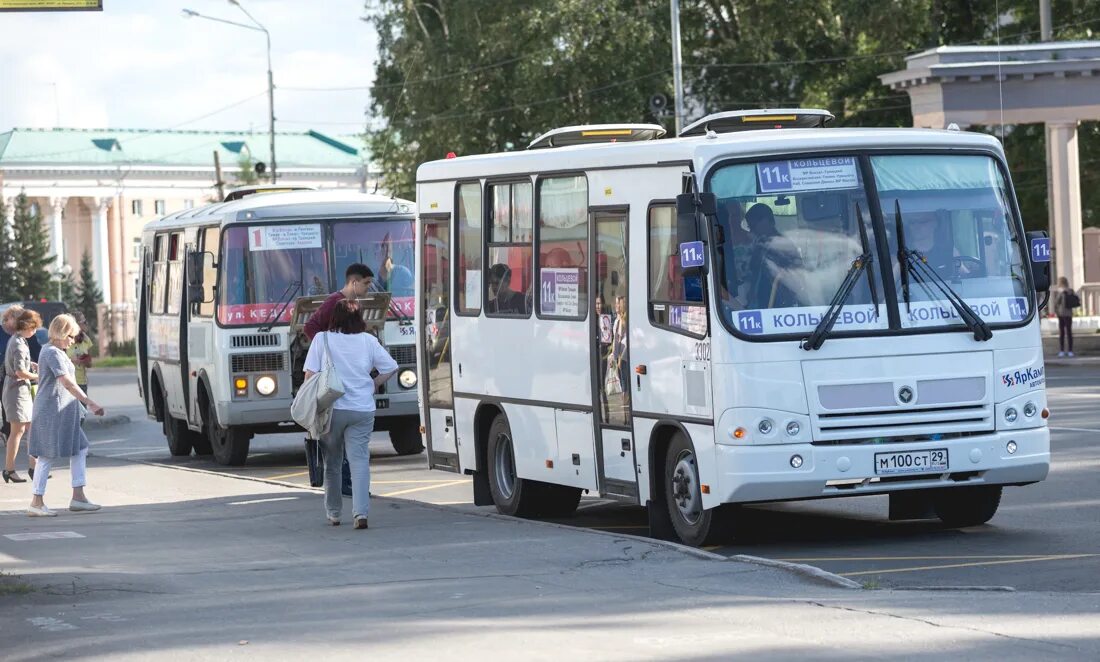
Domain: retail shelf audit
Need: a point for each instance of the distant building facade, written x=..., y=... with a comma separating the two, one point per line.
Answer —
x=97, y=188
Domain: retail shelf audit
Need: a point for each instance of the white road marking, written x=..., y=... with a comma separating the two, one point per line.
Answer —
x=51, y=625
x=42, y=536
x=262, y=500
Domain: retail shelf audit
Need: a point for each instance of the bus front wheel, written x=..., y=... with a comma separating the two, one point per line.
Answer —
x=693, y=525
x=230, y=445
x=967, y=506
x=406, y=438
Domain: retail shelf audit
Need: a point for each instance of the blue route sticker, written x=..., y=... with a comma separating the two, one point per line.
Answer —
x=691, y=254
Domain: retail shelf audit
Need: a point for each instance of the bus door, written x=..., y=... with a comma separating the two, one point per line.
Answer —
x=436, y=348
x=611, y=356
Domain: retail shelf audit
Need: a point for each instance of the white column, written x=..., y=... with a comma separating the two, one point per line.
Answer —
x=100, y=246
x=56, y=232
x=1066, y=201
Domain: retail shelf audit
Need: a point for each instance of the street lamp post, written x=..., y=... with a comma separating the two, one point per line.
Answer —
x=61, y=273
x=271, y=79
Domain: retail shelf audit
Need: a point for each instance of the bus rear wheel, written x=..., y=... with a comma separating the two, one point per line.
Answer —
x=406, y=438
x=510, y=494
x=230, y=445
x=967, y=506
x=693, y=525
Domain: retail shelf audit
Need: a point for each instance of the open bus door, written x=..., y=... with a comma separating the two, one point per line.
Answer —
x=436, y=377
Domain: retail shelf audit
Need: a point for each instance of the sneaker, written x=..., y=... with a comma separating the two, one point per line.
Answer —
x=76, y=506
......
**Problem statement:** Repeat the data in full and exactly. Omit pictures.

**Task response:**
Domain: retail shelf audit
Need: a point for each instance of the distant building facade, written x=..., y=... with a comma separating the two, one point per line.
Answer —
x=97, y=188
Domain: retail shelf audit
Need: a point for each instance of the white road marking, written x=..., y=... with a comma separating the two, one point per line.
Answer —
x=51, y=625
x=42, y=536
x=262, y=500
Domain: retail shelf audit
Need: a point for each instance of the bus front wheel, written x=..., y=... with a comma separating the two, one point per line.
Answer —
x=693, y=525
x=230, y=445
x=967, y=506
x=406, y=438
Domain: retail shelf audit
Need: a point for each instance of the blue route sticker, written x=..., y=... with a comma separating the two, one point per line.
Answer —
x=691, y=254
Domain: retail shelf audit
Need: a point for each instance of the bus door, written x=..., y=... with a comma separating the two, one point per line.
Answer —
x=436, y=348
x=611, y=356
Domain: retail shelf audit
Need: a point for each instance of the white column, written x=..., y=... with a comma separating the two, one point per line.
Answer —
x=100, y=246
x=56, y=232
x=1066, y=201
Domain: retail shelf audit
Need: a point for each instance of the street lamp post, written x=..., y=... with a comma separating the two, one point per line.
Answer —
x=61, y=273
x=271, y=79
Domain: retail shelf audit
Need: a point for each instance of the bus rear wheel, written x=..., y=... with a comma separating the two, one point per line.
Answer —
x=406, y=438
x=510, y=494
x=230, y=445
x=967, y=506
x=693, y=525
Domain: retail shelf audit
Need: a point for each instance of the open bus door, written x=..., y=... with a comma separating the two, one point per line.
Answer —
x=436, y=377
Domain: retail shelf audit
Need: a point for each instance of the sneaker, written x=..., y=... with a comma separating the two, one point per line.
Answer —
x=76, y=506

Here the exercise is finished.